# Excerpt provided:

---+---

While we were waiting, I managed to snap this photo. It shows the moat that surrounded the palace and the little bridge across the moat. Although it hadn't been used as a real palace for many centuries, it still had the moat and a "great hall" with an almost original oak ceiling. The ceiling was ornate and beautiful.

Unfortunately, as with many English Heritage and National Trust sites, indoor photographs are forbidden so I have none to show. I suppose they want to sell their postcards and don't want anyone to take photos that might be used in a way that would diminish their sales. It does frustrate those of us who just love to take photos!

Remember, you can click on any of these photos to see them enlarged. Please do try.

 This photo was taken from the upper garden. It shows the newer portion of the palace, which was completed in the 1930s. Inside, the rooms are all furnished in the art deco style of the early 1900s. It's quite striking and I imagine that when it was new and actually lived in, it was very elegant. It looks a little tired now, but having some flowers in the rooms and personal items would help tremendously.

The palace is managed today by English Heritage and they do a good job. I just wish they'd turn me loose on spiffing it up, with a good budget to match of course!

This outside wall plaque is in keeping with the "modern" aspects of the palace. Some plaques are of Roman gods and goddesses, some inside of Vikings and even an Alice in Wonderland themed wall statue. The former owner, Virginia (Mrs. Stephen) Cortauld must have had quite a sense of whimsy -- she even had a pet lemur named Mah Jongg who was quite a spoiled character!

The history of the palace is not all recent, however. Its history begins in the early 1300s and continued through WWII. Our guide explained that it was a royal residence from the 14th to the 16th century, and was the home of Henry VIII as a young boy.

From Eltham Palace, we went to Greenwich where we had some free time for lunch. Some people went walking, others to various restaurants. I joined ten other ladies for lunch at Jamie's Italian Restaurant (Jamie as in Jamie Oliver, the famous chef), which was delicious. After lunch, we all met back up at the Greenwich docks for the boat trip. Our meeting-up place was the lovely ship, the Cutty Sark. It's been beautifully restored from the fire a few years ago. It's a really huge and impressive ship, and it has its own little gift shop and information centre, of course.

---+---

# Collection entries:
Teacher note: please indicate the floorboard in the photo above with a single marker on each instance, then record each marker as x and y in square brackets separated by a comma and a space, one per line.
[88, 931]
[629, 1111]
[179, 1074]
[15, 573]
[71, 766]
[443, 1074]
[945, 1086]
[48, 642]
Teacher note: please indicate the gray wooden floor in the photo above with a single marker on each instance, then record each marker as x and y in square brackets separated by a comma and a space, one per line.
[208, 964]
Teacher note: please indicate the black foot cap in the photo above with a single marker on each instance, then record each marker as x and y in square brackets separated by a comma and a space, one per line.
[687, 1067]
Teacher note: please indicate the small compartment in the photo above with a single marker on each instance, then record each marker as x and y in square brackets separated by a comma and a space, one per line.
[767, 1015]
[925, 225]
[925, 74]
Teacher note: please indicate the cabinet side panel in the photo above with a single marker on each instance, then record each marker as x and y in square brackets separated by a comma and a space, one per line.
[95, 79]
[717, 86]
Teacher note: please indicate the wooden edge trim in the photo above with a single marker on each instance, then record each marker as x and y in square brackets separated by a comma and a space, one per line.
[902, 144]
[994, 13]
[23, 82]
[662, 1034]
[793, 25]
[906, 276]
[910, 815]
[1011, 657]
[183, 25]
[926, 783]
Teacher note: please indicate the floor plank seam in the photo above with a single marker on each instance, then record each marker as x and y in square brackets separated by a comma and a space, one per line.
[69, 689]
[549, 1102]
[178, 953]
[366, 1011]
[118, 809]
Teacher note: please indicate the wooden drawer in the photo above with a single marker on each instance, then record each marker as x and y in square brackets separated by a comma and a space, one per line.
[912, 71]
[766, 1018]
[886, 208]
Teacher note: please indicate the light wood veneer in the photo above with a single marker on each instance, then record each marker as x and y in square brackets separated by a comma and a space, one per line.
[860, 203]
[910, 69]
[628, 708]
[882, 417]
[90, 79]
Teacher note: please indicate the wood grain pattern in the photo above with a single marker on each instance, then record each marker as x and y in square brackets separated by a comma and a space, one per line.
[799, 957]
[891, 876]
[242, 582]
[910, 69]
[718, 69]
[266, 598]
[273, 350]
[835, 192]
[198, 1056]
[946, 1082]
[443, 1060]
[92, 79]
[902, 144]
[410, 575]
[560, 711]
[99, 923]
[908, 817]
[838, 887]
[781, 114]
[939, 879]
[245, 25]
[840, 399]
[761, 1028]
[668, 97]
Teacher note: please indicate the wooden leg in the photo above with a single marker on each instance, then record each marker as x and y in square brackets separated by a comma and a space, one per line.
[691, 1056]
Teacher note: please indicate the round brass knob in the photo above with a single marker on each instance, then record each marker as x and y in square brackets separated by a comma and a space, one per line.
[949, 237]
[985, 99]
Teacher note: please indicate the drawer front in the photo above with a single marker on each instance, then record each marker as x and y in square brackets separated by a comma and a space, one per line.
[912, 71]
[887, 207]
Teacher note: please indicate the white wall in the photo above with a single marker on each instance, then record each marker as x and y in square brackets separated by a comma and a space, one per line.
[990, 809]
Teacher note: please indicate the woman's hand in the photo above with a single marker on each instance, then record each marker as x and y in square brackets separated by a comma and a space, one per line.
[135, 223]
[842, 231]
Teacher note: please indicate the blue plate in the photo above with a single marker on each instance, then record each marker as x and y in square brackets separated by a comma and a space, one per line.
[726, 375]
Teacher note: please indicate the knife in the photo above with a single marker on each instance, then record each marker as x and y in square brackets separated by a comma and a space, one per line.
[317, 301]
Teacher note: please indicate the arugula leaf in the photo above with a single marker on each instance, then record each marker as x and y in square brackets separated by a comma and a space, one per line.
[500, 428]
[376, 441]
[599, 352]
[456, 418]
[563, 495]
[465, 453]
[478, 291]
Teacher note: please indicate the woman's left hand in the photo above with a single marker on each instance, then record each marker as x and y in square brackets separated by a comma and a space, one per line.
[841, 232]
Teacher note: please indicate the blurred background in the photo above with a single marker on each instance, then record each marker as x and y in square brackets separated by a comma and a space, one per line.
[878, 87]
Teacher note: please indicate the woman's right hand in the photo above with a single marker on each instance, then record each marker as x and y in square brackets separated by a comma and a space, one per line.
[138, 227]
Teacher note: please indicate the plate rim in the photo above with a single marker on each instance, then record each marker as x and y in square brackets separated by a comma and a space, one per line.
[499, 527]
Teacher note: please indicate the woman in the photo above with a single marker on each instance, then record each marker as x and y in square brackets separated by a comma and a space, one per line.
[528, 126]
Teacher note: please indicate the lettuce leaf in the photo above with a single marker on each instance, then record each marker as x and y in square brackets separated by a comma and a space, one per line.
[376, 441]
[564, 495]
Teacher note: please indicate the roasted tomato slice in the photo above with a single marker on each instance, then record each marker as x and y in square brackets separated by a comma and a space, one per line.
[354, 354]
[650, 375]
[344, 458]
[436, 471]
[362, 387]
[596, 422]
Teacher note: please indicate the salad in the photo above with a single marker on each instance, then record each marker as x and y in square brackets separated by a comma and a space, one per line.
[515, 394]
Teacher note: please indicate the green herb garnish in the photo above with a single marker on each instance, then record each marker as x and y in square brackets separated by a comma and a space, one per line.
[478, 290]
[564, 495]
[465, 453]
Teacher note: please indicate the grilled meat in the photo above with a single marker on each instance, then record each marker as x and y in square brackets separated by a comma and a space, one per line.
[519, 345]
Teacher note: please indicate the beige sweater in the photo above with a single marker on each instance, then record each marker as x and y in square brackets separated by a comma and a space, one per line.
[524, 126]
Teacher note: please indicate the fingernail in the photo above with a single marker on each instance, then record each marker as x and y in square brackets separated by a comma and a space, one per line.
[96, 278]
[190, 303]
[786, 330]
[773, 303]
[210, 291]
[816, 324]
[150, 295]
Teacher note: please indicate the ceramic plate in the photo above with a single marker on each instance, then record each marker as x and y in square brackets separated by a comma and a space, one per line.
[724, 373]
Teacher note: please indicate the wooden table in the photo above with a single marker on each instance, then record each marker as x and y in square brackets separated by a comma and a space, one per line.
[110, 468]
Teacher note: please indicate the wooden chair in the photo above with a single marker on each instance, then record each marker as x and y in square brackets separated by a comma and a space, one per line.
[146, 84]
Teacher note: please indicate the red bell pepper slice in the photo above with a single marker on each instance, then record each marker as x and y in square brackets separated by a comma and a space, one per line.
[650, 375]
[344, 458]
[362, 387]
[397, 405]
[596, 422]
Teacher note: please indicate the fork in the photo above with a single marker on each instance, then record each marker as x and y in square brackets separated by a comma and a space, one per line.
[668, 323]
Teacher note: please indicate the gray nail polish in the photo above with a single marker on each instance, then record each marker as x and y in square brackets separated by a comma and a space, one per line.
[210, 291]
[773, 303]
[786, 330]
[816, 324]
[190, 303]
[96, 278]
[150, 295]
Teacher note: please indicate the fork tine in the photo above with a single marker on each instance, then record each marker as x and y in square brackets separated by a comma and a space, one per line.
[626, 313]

---+---

# Complete the following:
1. List every subject that the Eltham Palace travel account says the palace's plaques and wall statues depict.
2. Carry on the Eltham Palace travel account, starting right after its final sentence about the Cutty Sark.
This data has no connection to the Eltham Palace travel account.

# Solved tasks:
1. Roman gods and goddesses, Vikings, and Alice in Wonderland.

2.
From the Greenwich docks we boarded our sightseeing boat. Some of us sat on top in the open air, despite the threat of rain and the chilly wind. Personally I found it exhilarating and even worth the climb on the stairs!

 Here are two of our groups standing on top with me, taking photographs. These two hardy souls are members of our South Street Shutterbugs group, so they were determined to make the best of the photo opportunities! As you can see by the coats and hair, we had a pretty cool wind to contend with.

Tower Bridge. You can just see, at the bottom of the photo, a group of kayak students learning how to navigate the water. I'm glad our boat drivers knew how to get around them!

As we sailed down the Thames River, we passed many iconic landmarks. Too many, probably to show here, but we saw -- and not necessarily in this order-- the spot from which the Mayflower sailed on its voyage to the New World, carrying the pilgrims, the oldest pub on the Thames, the Houses of Parliament, the London Eye, the London skyline including St. Paul's Cathedral, and many more sights of interest.

We sailed under the Tower Bridge and ended up at Westminster Pier where our coach driver was waiting just steps from the dock.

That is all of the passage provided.